Document excerpt —
Most if them are chrome plated tool steel or black oxide coated tool steel. The chrome plating is very hard and mars button head hex screws. The black oxide doesn’t but wears off and doesn’t look good.
 
My local NAPA auto parts store carries the Craftsman line of tools. I have 100 lbs of 'inches' tools and pneumatics sockets .
...both our vehicles are metric....so I go to Napa alot !
 
For chuckles I just took shorty outside to see if there was anything left of the hacksawed screw head to unscrew....

In no great surprise, no luck.

JR
Brian's suggestion of grinding a slot for a slotted driver works pretty well at times. I've got some pretty large bolts out that way..Vice grips on a giant screwdriver large...

there enough meat left for vice grips? maybe all you need...
 
Brian's suggestion of grinding a slot for a slotted driver works pretty well at times. I've got some pretty large bolts out that way..Vice grips on a giant screwdriver large...

there enough meat left for vice grips? maybe all you need...
If I remove what little head is remaining I can get the housing off... then I might be able to grab the screw with a vise grip, or not,

I gave the condenser coils a good flush spraying my garden hose through the fan opening... the heat pump seems to be pumping more heat but I will revisit this again next summer during warmer weather.

JR
 
I recently had to tighten a screw that had about 1" of clearance between the screw head and a wall. Hopefully only a one-time effort, so I bought this inexpensive tool -

Amazon.com

An old wood paint stirrer levered against the drive head provided axial force. Worked like a champ!

JerryS
 
Lets not look past the other side of the tools too.. I recently got some solar deck lights. Halfway decent quality, but very cheap. The actual lights seem solid, but the hardware in the box... i swear the screws were molded solder. The instant any torque was put on the head the metal started peeling and deforming. Not even pot metal. I could easily bend one by pressing it against the concrete.
 
If I remove what little head is remaining I can get the housing off... then I might be able to grab the screw with a vise grip, or not,

I gave the condenser coils a good flush spraying my garden hose through the fan opening... the heat pump seems to be pumping more heat but I will revisit this again next summer during warmer weather.

JR
What you need is a pair of these!

Absolute lifesavers for all kinds of stuck screws. The sharp teeth and flush milled faces will grip even the tiniest bit of leftover screw or screw head.

https://www.knipex.com/twingrip/
 
took shorty outside to see if there was anything left of the hacksawed screw head to unscrew....
Gee ... um ... ahem ... I am sorta, kinda curious why you hacksawed the head before receiving the short screw driver you ordered? Why order a new tool, but not use it? :)

Sidebar followup Comment -

Parenthetically, I received a set of four new Wera brand Philips head screw drivers, and they are WONDERFUL. Very nicely made, with comfortable sure-grip handles and really well formed tips that fit and hold screws much better than my older budget set of drivers.
Special thanks to @Brian Roth for putting me on the right trail. While I did not order the Wiha set he suggested, I would not have found this set had he not pushed me in the right direction.

Happy trails y'all. James

s-l1600.jpg
 
Gee ... um ... ahem ... I am sorta, kinda curious why you hacksawed the head before receiving the short screw driver you ordered? Why order a new tool, but not use it? :)

(Referring expression data)
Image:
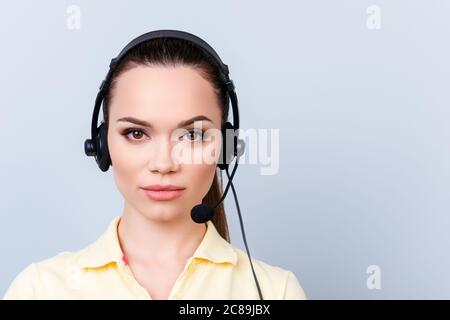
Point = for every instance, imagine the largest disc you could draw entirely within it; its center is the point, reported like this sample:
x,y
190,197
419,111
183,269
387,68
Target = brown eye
x,y
133,134
194,135
137,134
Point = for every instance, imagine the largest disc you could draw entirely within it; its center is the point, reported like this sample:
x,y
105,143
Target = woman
x,y
165,104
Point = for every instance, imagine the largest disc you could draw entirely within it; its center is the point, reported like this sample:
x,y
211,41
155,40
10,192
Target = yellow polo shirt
x,y
217,270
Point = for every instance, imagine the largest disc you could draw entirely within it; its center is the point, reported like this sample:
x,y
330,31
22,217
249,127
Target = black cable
x,y
242,227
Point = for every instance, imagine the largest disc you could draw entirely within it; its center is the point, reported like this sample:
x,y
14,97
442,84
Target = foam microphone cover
x,y
202,213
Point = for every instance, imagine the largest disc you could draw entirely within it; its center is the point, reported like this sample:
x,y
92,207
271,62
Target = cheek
x,y
200,178
125,168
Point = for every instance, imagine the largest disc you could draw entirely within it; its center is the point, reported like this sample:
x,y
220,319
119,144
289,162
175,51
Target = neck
x,y
154,241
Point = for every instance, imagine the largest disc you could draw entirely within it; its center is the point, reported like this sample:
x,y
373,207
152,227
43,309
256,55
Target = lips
x,y
163,192
163,187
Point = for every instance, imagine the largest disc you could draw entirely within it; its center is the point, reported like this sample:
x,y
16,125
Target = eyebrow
x,y
183,123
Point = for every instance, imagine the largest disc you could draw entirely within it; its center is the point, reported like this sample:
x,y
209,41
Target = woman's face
x,y
163,153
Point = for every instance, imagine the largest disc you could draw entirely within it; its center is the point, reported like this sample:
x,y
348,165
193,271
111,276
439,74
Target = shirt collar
x,y
106,249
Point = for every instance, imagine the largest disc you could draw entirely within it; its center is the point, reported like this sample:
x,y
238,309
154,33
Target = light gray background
x,y
363,116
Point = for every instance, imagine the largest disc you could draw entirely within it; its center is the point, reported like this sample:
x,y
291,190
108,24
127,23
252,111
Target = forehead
x,y
164,94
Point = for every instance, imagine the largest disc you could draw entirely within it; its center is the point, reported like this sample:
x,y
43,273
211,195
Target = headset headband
x,y
177,34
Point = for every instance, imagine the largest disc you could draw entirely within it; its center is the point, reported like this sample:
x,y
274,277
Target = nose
x,y
163,161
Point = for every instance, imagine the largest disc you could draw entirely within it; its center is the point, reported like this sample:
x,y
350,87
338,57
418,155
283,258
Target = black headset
x,y
97,145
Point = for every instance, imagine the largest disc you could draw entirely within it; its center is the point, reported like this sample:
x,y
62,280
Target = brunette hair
x,y
178,52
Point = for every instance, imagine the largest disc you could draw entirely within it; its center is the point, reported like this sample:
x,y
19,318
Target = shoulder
x,y
282,282
33,281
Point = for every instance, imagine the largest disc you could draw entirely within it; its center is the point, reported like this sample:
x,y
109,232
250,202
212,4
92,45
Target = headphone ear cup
x,y
226,155
103,158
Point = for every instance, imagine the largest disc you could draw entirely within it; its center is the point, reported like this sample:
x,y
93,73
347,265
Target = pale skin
x,y
158,236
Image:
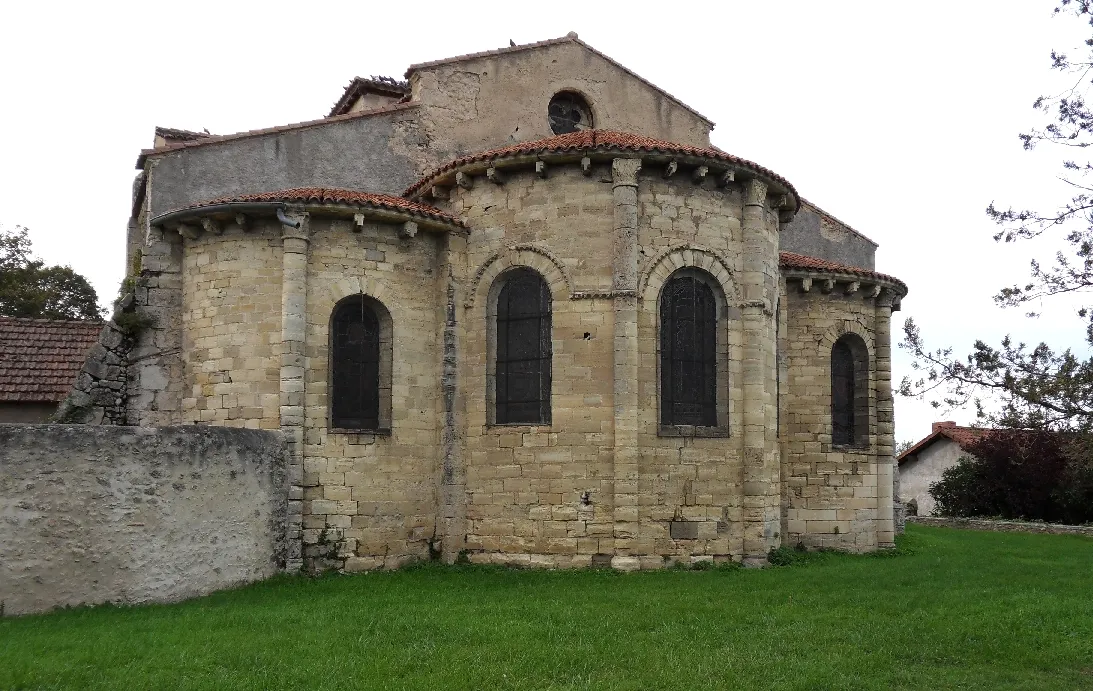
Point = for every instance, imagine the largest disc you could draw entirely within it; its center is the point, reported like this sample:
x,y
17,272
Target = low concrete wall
x,y
117,514
1001,526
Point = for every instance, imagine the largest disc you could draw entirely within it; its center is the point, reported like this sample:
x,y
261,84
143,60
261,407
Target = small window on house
x,y
689,352
521,320
849,391
568,112
360,365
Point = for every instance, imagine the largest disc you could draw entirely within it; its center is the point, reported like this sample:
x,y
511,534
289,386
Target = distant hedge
x,y
1019,473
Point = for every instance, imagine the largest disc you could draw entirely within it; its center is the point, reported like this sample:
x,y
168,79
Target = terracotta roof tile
x,y
963,436
39,359
792,260
572,37
599,140
335,196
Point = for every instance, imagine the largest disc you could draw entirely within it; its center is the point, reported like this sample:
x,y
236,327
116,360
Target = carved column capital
x,y
755,192
624,172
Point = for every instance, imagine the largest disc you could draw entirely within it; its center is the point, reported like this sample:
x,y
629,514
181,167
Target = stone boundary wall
x,y
116,514
1001,526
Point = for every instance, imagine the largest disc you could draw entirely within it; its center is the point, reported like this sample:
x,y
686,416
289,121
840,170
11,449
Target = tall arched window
x,y
688,352
849,391
360,365
523,355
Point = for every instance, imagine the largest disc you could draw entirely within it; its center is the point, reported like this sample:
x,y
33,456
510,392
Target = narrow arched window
x,y
523,365
360,369
849,391
688,352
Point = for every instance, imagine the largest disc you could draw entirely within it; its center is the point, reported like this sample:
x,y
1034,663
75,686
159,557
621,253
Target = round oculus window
x,y
568,113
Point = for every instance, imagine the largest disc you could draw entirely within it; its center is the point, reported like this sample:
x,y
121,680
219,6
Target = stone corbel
x,y
211,226
188,231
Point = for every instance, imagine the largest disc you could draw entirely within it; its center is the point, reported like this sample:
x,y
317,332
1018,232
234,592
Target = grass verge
x,y
954,609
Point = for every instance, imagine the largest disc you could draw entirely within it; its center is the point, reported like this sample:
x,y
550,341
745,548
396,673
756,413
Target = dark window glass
x,y
568,113
842,394
688,353
355,371
524,350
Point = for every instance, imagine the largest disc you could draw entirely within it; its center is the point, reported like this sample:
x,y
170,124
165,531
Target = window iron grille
x,y
688,353
355,367
524,350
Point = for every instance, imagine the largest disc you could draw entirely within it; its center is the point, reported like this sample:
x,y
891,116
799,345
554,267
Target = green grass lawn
x,y
953,610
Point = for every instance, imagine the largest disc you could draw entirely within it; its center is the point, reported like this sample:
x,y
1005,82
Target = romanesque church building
x,y
517,308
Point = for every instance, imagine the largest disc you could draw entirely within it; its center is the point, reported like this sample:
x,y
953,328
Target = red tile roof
x,y
963,436
39,359
571,37
601,140
333,196
792,260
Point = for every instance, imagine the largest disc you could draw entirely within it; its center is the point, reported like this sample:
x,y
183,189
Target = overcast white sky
x,y
898,118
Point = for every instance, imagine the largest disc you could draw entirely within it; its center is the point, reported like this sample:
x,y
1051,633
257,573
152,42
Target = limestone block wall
x,y
691,488
231,327
371,500
117,514
830,493
541,494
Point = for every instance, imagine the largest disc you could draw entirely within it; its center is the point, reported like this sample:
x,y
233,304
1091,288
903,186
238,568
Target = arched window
x,y
521,319
689,352
849,391
360,365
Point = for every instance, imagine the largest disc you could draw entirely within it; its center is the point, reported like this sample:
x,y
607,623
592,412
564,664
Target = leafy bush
x,y
1019,473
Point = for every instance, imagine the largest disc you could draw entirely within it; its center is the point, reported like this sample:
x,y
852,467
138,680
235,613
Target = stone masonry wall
x,y
371,500
541,494
231,327
117,514
830,495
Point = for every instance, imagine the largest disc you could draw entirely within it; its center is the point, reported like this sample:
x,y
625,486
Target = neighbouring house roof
x,y
360,85
335,196
571,37
792,260
39,359
963,437
600,141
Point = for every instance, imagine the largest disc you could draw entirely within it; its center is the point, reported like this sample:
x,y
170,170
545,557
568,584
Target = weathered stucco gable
x,y
486,102
815,233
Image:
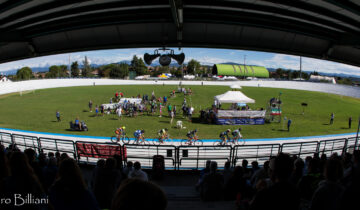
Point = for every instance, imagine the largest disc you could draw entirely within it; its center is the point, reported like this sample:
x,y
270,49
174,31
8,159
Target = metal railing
x,y
176,157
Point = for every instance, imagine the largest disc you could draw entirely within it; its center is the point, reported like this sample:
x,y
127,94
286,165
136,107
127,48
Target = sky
x,y
204,55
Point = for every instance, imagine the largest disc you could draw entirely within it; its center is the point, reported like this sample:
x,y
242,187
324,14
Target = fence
x,y
176,157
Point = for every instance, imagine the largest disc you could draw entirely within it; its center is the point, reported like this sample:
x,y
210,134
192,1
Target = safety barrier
x,y
176,157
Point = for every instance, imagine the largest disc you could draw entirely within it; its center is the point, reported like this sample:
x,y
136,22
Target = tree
x,y
138,65
193,67
118,70
75,69
86,72
24,73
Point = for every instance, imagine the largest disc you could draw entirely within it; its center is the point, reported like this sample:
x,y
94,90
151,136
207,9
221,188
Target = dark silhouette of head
x,y
137,194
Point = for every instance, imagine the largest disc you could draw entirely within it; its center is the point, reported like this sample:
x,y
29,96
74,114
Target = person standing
x,y
169,109
90,105
332,118
350,120
58,116
172,116
289,124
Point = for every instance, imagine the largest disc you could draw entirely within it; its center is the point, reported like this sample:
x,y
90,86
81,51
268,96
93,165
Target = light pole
x,y
357,135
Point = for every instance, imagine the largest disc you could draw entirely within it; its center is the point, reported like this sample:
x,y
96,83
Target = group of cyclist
x,y
191,136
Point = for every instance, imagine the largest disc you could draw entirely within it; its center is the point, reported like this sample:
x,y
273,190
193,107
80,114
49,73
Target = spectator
x,y
211,189
330,189
237,186
308,183
23,182
58,116
246,170
100,164
70,191
38,170
282,194
4,172
106,183
298,171
49,173
261,174
138,173
332,118
138,194
128,169
227,173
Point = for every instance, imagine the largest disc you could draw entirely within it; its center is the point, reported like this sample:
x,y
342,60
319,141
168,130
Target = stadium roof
x,y
328,29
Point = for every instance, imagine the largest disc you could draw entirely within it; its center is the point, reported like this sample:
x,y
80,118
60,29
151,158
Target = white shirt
x,y
139,174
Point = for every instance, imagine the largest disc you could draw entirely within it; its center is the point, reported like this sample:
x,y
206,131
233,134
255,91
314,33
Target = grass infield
x,y
35,110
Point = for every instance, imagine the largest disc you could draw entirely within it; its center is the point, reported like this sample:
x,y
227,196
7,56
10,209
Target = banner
x,y
275,111
240,121
236,113
99,151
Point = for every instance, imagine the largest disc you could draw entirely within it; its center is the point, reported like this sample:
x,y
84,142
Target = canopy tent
x,y
235,87
233,97
131,100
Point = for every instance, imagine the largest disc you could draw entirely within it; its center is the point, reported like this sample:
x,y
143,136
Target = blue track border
x,y
178,140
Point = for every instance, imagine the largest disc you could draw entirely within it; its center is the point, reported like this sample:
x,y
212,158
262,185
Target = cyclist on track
x,y
237,135
139,135
163,135
120,132
224,136
191,136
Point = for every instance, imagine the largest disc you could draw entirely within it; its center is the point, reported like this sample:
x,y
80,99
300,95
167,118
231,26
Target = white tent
x,y
234,97
235,87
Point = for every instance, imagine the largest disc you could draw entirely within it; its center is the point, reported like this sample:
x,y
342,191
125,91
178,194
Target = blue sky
x,y
204,55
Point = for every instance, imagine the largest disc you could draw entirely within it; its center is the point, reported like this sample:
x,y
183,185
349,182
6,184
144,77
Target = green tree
x,y
118,70
86,72
75,69
138,65
54,71
24,73
193,67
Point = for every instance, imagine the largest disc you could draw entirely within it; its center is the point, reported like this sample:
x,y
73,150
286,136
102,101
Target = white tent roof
x,y
234,97
235,87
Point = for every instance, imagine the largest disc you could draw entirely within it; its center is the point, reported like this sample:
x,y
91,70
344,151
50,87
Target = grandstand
x,y
240,70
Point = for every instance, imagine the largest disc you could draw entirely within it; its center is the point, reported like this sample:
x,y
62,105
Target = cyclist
x,y
120,132
139,135
237,135
224,136
191,136
163,135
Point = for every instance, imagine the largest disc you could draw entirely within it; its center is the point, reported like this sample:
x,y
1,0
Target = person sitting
x,y
163,134
139,135
191,136
138,173
70,190
224,136
138,194
77,124
211,189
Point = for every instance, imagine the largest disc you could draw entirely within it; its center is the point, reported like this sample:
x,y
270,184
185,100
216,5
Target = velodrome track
x,y
143,153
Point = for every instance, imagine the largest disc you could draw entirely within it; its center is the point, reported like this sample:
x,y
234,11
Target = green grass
x,y
36,111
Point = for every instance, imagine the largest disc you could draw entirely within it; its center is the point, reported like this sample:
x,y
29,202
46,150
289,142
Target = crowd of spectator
x,y
285,182
39,181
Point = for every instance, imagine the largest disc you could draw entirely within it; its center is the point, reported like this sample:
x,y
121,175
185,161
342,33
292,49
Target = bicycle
x,y
221,142
122,137
193,140
161,140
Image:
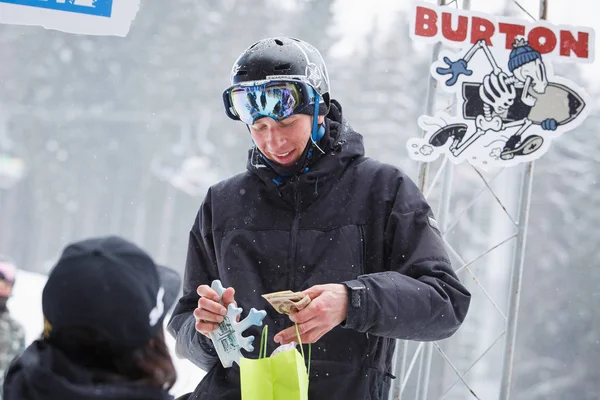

Exercises —
(1) Rewrite the paragraph of the forum discussion about stuck screws that begins "Lets not look past the other side of the tools too" more briefly, keeping its main facts.
(2) In the forum discussion about stuck screws, what did James receive that he calls wonderful?
(3) Repeat the forum discussion about stuck screws exactly, from "An old wood" to "pair of these!".
This material has no connection to the forum discussion about stuck screws.

Answers by item number —
(1) The writer recently bought cheap solar deck lights of halfway decent quality. The lights themselves seemed solid, but the screws that came in the box peeled and deformed as soon as any torque was put on the head. One could easily be bent by pressing it against concrete.

(2) A set of four new Wera brand Philips head screwdrivers.

(3)
An old wood paint stirrer levered against the drive head provided axial force. Worked like a champ!

JerryS
 
Lets not look past the other side of the tools too.. I recently got some solar deck lights. Halfway decent quality, but very cheap. The actual lights seem solid, but the hardware in the box... i swear the screws were molded solder. The instant any torque was put on the head the metal started peeling and deforming. Not even pot metal. I could easily bend one by pressing it against the concrete.
 
If I remove what little head is remaining I can get the housing off... then I might be able to grab the screw with a vise grip, or not,

I gave the condenser coils a good flush spraying my garden hose through the fan opening... the heat pump seems to be pumping more heat but I will revisit this again next summer during warmer weather.

JR
What you need is a pair of these!